▶ [AIM OF THE TASK]: What you return must be the lines of the data that hold the word "ncaa".

▶ [THE INPUT]:
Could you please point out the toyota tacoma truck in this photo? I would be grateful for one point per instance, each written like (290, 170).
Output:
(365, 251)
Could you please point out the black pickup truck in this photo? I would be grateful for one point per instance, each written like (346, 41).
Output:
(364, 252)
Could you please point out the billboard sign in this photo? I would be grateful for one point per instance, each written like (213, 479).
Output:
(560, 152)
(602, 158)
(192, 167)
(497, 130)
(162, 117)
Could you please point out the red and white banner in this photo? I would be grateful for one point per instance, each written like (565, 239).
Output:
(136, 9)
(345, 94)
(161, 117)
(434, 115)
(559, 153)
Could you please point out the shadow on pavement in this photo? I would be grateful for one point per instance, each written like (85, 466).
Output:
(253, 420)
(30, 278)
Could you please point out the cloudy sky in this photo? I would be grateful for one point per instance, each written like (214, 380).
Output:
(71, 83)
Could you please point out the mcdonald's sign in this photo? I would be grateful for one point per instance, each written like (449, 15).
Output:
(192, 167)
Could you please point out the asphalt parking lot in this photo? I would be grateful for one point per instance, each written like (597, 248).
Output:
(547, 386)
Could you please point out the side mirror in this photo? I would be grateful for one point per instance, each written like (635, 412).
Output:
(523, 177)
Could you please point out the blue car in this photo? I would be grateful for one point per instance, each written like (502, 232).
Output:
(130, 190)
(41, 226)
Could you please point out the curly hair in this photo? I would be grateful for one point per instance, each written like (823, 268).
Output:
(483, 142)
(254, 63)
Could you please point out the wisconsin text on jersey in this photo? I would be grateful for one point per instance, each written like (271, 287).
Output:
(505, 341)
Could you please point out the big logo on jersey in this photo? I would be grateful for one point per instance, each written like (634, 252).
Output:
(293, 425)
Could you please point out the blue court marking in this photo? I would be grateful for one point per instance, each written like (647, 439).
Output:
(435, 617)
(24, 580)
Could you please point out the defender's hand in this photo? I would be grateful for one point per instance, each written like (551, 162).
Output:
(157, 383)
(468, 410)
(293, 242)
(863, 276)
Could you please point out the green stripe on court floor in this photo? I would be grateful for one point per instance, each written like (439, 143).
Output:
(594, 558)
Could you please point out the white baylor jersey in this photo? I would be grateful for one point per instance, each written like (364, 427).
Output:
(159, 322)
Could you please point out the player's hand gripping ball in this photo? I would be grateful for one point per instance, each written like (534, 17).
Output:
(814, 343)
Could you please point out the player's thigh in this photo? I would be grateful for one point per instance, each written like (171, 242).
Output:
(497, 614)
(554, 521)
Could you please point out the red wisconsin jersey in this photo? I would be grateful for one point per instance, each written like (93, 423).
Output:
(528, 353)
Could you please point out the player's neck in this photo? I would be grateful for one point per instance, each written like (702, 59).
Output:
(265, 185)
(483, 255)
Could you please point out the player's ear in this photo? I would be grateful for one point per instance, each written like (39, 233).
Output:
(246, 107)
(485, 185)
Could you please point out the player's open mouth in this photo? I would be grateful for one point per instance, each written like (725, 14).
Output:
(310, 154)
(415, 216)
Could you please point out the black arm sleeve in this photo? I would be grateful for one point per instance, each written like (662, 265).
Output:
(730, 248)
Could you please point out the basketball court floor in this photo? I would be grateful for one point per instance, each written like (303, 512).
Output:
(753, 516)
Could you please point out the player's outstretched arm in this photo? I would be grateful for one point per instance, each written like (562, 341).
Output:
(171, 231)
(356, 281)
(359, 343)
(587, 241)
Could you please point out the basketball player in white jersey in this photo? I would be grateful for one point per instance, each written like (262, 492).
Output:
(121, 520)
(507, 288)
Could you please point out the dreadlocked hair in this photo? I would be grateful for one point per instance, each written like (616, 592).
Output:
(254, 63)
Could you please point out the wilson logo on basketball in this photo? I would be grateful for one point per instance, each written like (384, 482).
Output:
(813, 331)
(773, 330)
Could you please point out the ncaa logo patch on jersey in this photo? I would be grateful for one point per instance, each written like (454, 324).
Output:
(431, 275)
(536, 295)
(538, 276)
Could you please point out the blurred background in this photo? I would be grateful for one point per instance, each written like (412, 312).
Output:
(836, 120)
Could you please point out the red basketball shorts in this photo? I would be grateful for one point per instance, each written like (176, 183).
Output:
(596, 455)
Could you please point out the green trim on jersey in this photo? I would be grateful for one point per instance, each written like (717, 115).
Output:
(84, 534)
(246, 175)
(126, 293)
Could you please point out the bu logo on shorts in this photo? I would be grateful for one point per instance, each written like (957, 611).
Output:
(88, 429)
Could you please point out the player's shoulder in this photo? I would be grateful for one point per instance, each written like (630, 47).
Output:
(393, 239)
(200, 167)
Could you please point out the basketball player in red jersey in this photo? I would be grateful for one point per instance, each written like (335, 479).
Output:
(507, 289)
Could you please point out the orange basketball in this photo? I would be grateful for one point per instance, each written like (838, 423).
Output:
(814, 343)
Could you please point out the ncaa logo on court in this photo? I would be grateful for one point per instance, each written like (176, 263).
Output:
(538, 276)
* * *
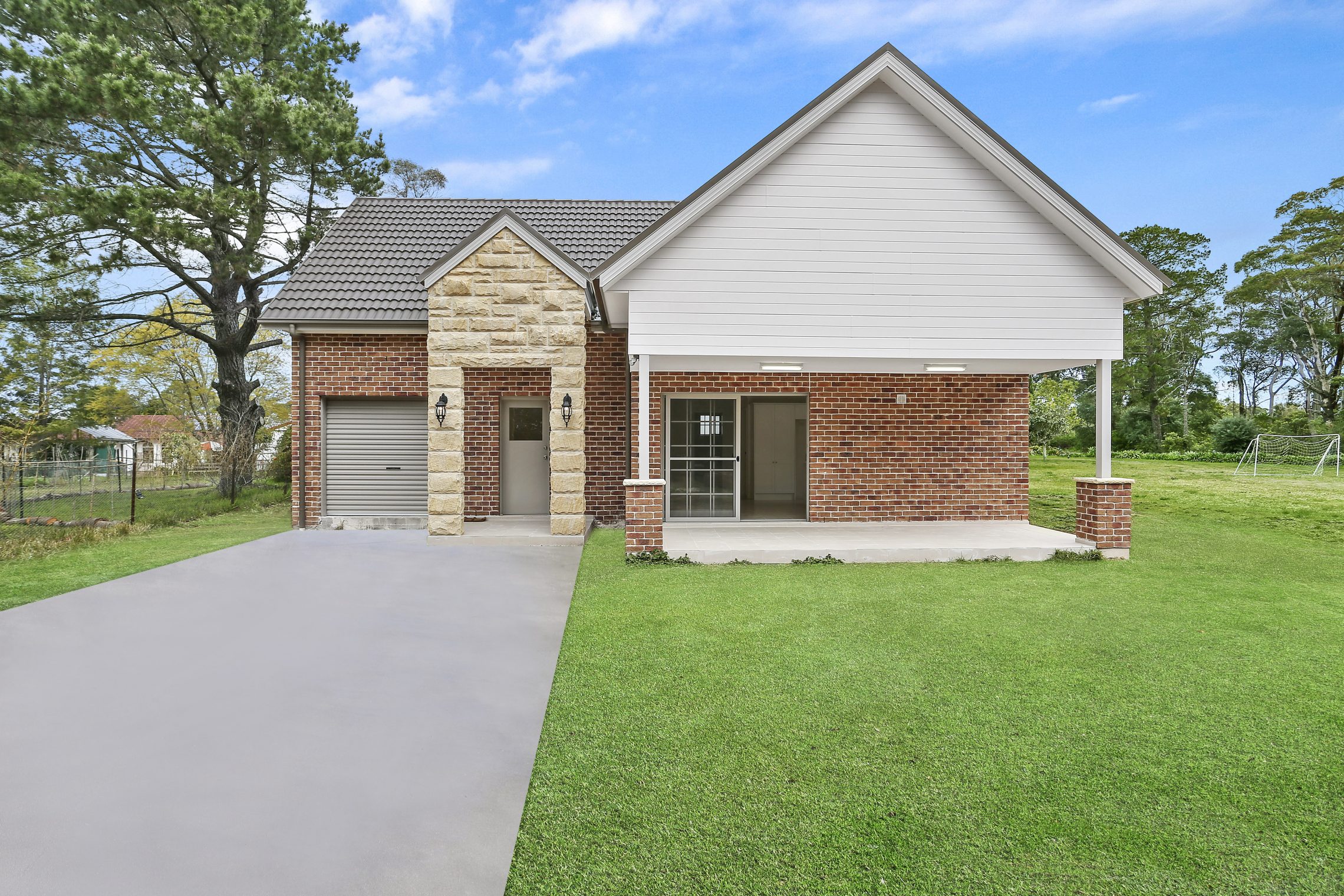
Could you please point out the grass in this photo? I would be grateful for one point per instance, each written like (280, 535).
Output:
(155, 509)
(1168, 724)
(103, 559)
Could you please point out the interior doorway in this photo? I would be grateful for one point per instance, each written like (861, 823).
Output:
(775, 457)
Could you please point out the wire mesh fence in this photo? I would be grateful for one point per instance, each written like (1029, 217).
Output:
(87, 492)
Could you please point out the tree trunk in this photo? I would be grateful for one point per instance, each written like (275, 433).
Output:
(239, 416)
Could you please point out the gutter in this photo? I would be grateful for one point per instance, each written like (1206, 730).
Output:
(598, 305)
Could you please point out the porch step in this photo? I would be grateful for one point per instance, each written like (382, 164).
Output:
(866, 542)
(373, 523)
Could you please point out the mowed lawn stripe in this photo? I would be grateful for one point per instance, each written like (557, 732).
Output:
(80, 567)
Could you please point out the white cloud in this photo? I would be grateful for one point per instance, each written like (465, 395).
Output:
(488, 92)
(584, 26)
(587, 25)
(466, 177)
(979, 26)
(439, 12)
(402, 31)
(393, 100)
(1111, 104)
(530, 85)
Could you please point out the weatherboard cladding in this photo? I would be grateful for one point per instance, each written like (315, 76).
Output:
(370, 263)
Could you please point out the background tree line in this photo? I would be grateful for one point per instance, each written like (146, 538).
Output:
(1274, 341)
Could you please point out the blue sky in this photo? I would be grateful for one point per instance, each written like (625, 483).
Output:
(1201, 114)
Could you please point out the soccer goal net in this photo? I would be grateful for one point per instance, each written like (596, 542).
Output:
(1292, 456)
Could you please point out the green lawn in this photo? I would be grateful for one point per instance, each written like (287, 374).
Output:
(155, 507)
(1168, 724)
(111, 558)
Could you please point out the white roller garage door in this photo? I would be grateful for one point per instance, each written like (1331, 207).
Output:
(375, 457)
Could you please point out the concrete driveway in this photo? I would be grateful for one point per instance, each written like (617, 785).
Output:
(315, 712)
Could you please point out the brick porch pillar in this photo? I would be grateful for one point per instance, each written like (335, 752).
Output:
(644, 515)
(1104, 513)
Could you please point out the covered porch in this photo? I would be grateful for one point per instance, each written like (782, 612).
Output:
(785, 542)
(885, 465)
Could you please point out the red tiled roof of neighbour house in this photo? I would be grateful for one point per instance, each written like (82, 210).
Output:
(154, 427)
...
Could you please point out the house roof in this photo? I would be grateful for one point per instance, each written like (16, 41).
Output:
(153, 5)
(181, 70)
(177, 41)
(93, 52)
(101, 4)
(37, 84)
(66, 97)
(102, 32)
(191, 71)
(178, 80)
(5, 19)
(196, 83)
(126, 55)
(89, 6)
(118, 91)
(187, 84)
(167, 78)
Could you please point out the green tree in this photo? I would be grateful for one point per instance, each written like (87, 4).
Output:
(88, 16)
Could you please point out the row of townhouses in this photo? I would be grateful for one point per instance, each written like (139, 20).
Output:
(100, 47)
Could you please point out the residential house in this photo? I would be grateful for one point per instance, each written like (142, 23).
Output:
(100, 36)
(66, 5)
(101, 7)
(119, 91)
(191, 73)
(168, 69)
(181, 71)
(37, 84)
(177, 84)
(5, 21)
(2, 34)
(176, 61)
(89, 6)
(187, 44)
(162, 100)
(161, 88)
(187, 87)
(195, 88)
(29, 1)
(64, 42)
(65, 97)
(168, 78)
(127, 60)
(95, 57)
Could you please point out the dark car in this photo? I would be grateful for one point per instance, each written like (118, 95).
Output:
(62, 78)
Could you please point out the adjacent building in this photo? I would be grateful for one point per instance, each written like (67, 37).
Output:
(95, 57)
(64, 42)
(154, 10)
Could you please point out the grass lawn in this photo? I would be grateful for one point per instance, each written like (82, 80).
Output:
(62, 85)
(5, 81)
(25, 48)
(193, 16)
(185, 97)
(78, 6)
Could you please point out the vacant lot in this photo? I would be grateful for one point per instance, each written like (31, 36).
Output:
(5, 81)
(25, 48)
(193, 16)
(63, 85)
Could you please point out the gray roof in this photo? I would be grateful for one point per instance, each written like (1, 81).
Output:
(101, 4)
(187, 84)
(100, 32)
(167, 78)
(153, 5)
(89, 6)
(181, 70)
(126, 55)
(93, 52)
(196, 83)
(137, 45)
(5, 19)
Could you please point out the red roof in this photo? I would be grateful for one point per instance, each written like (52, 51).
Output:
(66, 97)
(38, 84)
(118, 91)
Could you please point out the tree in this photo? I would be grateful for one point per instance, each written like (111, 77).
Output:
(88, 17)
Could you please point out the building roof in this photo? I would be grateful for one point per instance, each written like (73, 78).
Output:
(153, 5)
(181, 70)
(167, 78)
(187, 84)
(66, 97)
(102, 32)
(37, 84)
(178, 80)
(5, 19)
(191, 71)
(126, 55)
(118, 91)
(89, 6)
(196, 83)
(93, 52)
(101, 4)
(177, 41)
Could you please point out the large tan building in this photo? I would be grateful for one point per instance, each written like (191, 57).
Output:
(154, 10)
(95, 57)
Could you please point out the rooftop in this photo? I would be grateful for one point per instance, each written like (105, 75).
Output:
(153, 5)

▶ [RESULT BELOW]:
Could you please point out the ncaa logo patch on jersey in this photo? I would be grateful for one point per instance, each written like (454, 324).
Could you please point out the ncaa logo on court in this photo? I would be grateful for one point per instance, each written like (176, 263).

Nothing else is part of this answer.